------ EXCERPT

[ltp] Red Hat 9 and the Thinkpad 770Z
Charles E Taylor IV
tomalek at mindspring.com
Wed Apr 9 22:43:18 CEST 2003
Now that it's been release everywhere, I've downloaded a copy of Red Hat 9
and installed it on my Thinkpad 770Z (PII/366, 14G HD, 324M RAM). Here
are some notes on the installation:
* General installation:
- The initial installation went smoothly. I
installed about 2 gigabytes worth of stuff, including Gnome, development
tools, Mozilla, Open Office, etc. The install was as simple as booting
with the first disc in the CD-ROM drive...
* Thinkpad setup:
1) Sound: I'm not yet brave enough to try fooling with ALSA, so I made
sure to add the "sndconfig" package during the install. This is the old
text-based sound configuration utility, and it works fine for setting up
the sound on a TP 770Z. You must run it with the --noprobe option, else
it will identify your sound card as a CS4610 which it says is unsupported.
I ran it with --noprobe, and selected CS4232 driver with io=0x530 irq=5
dma=1 dma2=0 mpuio=0x300 mpuirq=5. I had sound.
2) Modem: mwave 1.0.4, from IBM, works on Red Hat 9. Red Hat's already
provided the device driver module, so you need no kernel sources to
install the rest of the mwave driver.
3) APM: I'd already had a hibernation file/partition created for my
previous install, so I didn't have to do anything new. No kernel
recompilation is necessary for suspend/hibernate to function properly,
though you will want to add "mwaved" to the list of services restarted on
resume (/etc/sysconfig/apmd), as suspend/hibernate kills the modem. I
usually restart sound on resume as well, since the sound chip seems to
sometimes get confused on a suspend.

------------
------ DATA PROVIDED

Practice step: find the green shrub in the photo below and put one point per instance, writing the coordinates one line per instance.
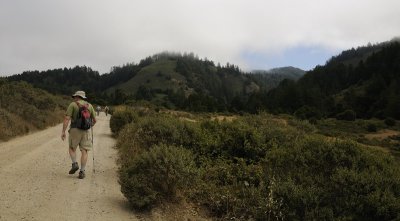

------------

(TO BE DONE)
• 1. In the Red Hat 9 installation notes on the Thinkpad 770Z, list every setting given for the CS4232 sound driver.
• 2. Write the next part of the Red Hat 9 installation notes on the Thinkpad 770Z, picking up after the last sentence of the APM item.

(THE RESULTS)
• 1. io=0x530, irq=5, dma=1, dma2=0, mpuio=0x300, mpuirq=5

• 2.
4) X: Happily, the xv support works properly. The only configuration
issue was that I had to manually select "LCD Display 1024x768" during the
install. I've been able to use xmame and xine without problem - so if
you're looking to play some DVDs or VCDs, this release works a lot better
than Red Hat 8.0 - at least for the one movie I've gotten to watch so far.
:)
5) USB/PCMCIA: My external USB mouse and Netgear ethernet card were
recognized with no problem. No special configuration necessary.
6) Printer: CUPS is finally painless to set up with Red Hat. Printing to
a windows shared printer works with no fuss. Whew.
General comments:
- RPM seems a little more fragile in this release. I've had to rebuild
the database once already. After that, it seems to work properly.
- Gnome has a few more nice touches this time around. Unfortunately,
editing the menus does not seem to be one of them. (IS there an easy way
to edit the Gnome menus in Red Hat 9? Editing menus in Nautilus doesn't
seem to work.)
- Still no MP3 support. I'm not really complaining much, as it's easy to
add. Plus, I understand why they did it.
- Get apt for RPM from freshrpms.net. This is the best way to get media
players (mp3, DVD, VCD, etc.) on your new installation.
- You'll need to recompile the freetype-2.1.3-6 package (after editing
the spec file to reenable the bytecode interpreter) if you want the best
quality for your TrueType fonts.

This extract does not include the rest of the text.